** START TEXT SHOWN **

What about "laquel"?

January 1, 2016


Please watch the pattern again:

  • lequel = le + quel - masculine singular
  • laquelle = la + quelle - feminine singular
  • lesquels = les + quels - masculine plural
  • lesquelles = les + quelles - feminine plural
January 1, 2016


Ok, just wondering. ^^

January 2, 2016


Why "which" and not "what"?

September 17, 2014


First, French does not have that distinction between "what" and "which".

As for English, simply put, you ask "what [something]" when the choice, the possibilities of answers are very wide:

  • What is your favourite animal [among all the animals on Earth] ? = Quel est ton animal préféré [parmi tous les animaux de la Terre] ?

  • Of all animals, what is your favourite ? = De tous les animaux, lequel est ton préféré ?

BUT, if you talk about specific animals (whether in a limited context or a certain category), then you should ask "which":

  • Which kitten is your favourite (out of the kittens you have at home) ? = Quel chaton est ton préféré / Quel est ton chaton préféré (parmi les chatons que tu as à la maison) ?

  • Your kittens are so cute, which [one] is your favourite ? = Tes chatons sont si mignons, lequel est ton préféré ?

As you can see, there is no difference in French (each time, we used "quel" or "lequel") whereas English uses "what" for general questions and "which" for specific, limited choices.

** END TEXT SHOWN **
** START SUPPLIED DATA **

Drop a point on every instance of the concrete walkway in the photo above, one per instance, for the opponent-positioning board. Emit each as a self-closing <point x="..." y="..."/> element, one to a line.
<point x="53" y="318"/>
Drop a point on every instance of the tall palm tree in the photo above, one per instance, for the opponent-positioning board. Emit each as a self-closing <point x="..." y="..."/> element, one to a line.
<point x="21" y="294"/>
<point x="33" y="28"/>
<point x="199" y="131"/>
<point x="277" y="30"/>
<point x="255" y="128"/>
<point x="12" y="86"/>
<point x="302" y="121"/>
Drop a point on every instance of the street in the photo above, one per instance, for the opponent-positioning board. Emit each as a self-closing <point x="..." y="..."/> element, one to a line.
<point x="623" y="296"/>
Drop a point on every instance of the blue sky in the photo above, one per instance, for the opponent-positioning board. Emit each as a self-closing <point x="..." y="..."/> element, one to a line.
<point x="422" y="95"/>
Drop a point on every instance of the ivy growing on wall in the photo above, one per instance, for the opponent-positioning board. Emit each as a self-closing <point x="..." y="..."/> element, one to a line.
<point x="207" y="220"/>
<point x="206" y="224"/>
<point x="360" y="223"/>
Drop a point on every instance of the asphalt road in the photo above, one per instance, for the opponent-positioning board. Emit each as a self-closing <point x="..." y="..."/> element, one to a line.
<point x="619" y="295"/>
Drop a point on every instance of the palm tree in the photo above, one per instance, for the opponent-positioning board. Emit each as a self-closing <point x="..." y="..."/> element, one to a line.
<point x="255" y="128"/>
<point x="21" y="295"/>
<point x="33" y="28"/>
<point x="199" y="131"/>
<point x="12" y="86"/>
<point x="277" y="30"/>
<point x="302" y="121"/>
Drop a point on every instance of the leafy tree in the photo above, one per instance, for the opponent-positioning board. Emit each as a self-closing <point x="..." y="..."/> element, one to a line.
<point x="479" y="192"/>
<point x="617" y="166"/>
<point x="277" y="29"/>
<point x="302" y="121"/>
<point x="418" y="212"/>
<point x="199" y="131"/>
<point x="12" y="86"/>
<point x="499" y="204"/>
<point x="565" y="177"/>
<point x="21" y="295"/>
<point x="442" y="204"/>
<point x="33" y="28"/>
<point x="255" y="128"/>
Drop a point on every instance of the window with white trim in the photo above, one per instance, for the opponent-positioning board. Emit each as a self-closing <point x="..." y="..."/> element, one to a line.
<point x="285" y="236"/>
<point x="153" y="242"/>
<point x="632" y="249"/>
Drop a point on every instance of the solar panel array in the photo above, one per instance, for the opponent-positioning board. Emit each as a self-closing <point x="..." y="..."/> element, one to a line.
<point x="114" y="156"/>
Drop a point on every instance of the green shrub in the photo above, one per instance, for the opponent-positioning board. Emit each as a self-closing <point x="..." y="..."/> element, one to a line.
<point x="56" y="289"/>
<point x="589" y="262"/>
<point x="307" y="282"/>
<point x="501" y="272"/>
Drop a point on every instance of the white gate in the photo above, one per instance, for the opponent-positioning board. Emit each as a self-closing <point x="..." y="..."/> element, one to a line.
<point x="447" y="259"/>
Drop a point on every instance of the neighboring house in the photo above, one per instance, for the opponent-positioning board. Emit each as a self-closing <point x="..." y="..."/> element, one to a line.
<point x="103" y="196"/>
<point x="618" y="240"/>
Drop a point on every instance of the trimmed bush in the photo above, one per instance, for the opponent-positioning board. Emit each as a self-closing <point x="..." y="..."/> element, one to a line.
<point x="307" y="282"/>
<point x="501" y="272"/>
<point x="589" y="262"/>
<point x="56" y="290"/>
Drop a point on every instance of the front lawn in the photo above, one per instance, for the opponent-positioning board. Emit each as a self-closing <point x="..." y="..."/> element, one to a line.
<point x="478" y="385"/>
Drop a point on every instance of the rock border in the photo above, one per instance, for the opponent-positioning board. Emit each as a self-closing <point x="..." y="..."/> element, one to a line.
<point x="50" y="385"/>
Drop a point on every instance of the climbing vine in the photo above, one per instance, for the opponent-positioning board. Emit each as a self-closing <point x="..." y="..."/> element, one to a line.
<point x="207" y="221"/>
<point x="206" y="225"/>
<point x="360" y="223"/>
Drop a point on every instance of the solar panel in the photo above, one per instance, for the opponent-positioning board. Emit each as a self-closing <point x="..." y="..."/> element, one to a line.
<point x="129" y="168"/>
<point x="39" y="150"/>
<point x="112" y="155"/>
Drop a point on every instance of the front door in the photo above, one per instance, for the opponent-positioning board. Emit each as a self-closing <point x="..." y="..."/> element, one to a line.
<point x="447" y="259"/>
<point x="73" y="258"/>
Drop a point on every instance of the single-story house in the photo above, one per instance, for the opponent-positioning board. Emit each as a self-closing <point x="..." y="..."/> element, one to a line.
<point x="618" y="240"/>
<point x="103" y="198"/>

** END SUPPLIED DATA **

WHAT YOU WILL DO >> According to the discussion about "lequel," why is the feminine singular form "laquelle" and not "laquel"? Answer in one to three sentences. The items that come after the discussion are separate material.

SOLUTION BELOW >> "Laquelle" is built from "la" plus "quelle," the feminine singular form of "quel." The pattern pairs each article with the matching form of "quel," so the feminine "la" takes the feminine "quelle" rather than the masculine "quel."